> [以下の課題]:
1. 掲載文によれば、筆者は学生時代に何になろうとして勉強していましたか。
2. 掲載文の「11月30日が締め切りの第4」から「勉強をするように勧めました。」までを、両端を含めて書き写してください。

> [掲載文]:
· · ·
11月30日が締め切りの第4回「学びと私」作文コンテスト。1次審査を通過して第4回金賞候補作になった作文のうち一部をここで紹介します。

簿記の楽しみ

 目の前に領収書を想像して下さい。もし数字で一万円と金額を記入するなら、あなたはどう書きますか?『10000円』と書いてしまったあなた。間違いではありませんが「簿記を学ぶ機会に恵まれなかったのかな」と私は残念に思います。
学生時代の私は簿記の世界に興味を持ち、公認会計士になろうと必死で勉強していました。四年間、努力しましたが合格することはついに叶わず諦めてしまいました。現在は簿記とは無縁の福祉のしごとに身を置いています。
そんな私に友人から久しぶりに連絡がありました。「経理部に配属された。初めてだからどうしよう」彼は本当に困っていました。私は簿記の勉強をするように勧めました。
簿記とは帳簿記入の略です。簡単にいえば会社の取引内容(お金の流れ、つまりお金をどれだけ使って、その結果どれだけ儲かったか)を帳面に記入する方法を学ぶのが簿記です。彼は簿記の勉強を始め、いろいろな質問を私にするようになりました。即答できない質問もたくさんあり、その都度、私は簿記の本を引っ張り出して調べていました。
· · ·
> [提供情報]:
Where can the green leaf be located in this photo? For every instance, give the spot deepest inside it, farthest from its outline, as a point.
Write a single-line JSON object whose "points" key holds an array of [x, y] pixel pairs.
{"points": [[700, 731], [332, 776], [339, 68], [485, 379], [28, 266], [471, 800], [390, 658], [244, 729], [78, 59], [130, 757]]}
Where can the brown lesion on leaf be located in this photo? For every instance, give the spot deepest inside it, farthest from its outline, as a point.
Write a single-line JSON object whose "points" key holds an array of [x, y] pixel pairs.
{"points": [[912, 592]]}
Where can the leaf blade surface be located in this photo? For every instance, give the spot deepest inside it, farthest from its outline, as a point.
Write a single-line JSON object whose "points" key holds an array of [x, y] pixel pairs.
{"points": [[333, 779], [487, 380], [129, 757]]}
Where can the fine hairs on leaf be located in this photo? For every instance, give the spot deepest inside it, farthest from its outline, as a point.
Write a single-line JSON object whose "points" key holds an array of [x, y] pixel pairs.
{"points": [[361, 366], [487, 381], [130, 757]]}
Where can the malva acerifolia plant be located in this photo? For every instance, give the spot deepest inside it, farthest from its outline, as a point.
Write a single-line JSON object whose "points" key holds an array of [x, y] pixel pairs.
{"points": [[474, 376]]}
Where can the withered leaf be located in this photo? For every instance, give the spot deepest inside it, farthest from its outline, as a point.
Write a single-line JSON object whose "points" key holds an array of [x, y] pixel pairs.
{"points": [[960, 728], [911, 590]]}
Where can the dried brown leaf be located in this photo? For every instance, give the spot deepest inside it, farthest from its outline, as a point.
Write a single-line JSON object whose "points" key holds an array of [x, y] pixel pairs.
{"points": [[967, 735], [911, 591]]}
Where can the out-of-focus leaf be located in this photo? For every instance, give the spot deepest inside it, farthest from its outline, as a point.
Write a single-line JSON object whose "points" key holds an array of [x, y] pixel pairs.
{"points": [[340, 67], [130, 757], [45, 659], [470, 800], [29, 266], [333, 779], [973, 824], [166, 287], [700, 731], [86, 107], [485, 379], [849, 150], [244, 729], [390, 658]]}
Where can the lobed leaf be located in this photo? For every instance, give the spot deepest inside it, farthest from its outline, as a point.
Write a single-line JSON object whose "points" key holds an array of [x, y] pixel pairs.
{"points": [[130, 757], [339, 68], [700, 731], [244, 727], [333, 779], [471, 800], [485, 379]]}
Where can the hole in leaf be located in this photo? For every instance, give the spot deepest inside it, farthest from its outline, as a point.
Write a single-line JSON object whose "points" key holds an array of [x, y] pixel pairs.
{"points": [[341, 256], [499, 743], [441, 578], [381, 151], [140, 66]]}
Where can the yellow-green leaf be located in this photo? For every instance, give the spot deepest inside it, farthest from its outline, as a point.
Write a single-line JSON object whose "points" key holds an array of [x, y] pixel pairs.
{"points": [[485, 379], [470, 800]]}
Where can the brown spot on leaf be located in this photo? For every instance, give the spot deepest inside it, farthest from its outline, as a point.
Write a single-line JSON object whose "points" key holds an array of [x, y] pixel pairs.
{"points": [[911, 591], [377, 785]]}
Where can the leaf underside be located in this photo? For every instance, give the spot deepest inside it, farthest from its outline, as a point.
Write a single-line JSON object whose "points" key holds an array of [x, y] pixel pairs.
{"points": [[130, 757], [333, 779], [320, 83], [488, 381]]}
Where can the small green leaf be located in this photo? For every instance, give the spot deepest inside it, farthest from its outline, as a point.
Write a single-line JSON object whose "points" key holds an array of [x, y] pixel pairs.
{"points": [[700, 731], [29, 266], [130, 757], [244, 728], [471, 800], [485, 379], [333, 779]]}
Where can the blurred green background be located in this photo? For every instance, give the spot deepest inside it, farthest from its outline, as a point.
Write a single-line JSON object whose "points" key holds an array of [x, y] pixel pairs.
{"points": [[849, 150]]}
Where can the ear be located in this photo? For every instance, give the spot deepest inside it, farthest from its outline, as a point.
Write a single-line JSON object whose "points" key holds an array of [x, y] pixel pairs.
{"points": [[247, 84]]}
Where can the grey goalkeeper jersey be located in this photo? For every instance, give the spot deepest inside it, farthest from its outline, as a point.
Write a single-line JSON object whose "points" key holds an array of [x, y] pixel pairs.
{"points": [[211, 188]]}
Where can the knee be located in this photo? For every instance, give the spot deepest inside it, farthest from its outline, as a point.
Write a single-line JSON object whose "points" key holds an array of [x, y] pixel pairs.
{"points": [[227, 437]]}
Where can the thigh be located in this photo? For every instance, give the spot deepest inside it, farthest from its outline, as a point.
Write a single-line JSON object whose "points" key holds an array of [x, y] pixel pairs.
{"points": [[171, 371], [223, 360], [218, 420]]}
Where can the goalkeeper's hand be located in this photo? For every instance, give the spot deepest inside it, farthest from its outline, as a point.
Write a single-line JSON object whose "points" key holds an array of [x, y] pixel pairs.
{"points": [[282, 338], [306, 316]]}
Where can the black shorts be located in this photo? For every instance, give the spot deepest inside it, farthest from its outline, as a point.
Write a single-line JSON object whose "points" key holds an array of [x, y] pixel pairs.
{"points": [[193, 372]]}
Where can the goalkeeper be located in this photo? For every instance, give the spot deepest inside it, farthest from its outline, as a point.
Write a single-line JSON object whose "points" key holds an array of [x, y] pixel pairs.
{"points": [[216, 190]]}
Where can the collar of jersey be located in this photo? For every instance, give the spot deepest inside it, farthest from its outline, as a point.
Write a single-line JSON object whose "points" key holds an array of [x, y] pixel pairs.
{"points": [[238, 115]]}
· · ·
> [正解]:
1. 公認会計士です。

2.
11月30日が締め切りの第4回「学びと私」作文コンテスト。1次審査を通過して第4回金賞候補作になった作文のうち一部をここで紹介します。

簿記の楽しみ

 目の前に領収書を想像して下さい。もし数字で一万円と金額を記入するなら、あなたはどう書きますか?『10000円』と書いてしまったあなた。間違いではありませんが「簿記を学ぶ機会に恵まれなかったのかな」と私は残念に思います。
学生時代の私は簿記の世界に興味を持ち、公認会計士になろうと必死で勉強していました。四年間、努力しましたが合格することはついに叶わず諦めてしまいました。現在は簿記とは無縁の福祉のしごとに身を置いています。
そんな私に友人から久しぶりに連絡がありました。「経理部に配属された。初めてだからどうしよう」彼は本当に困っていました。私は簿記の勉強をするように勧めました。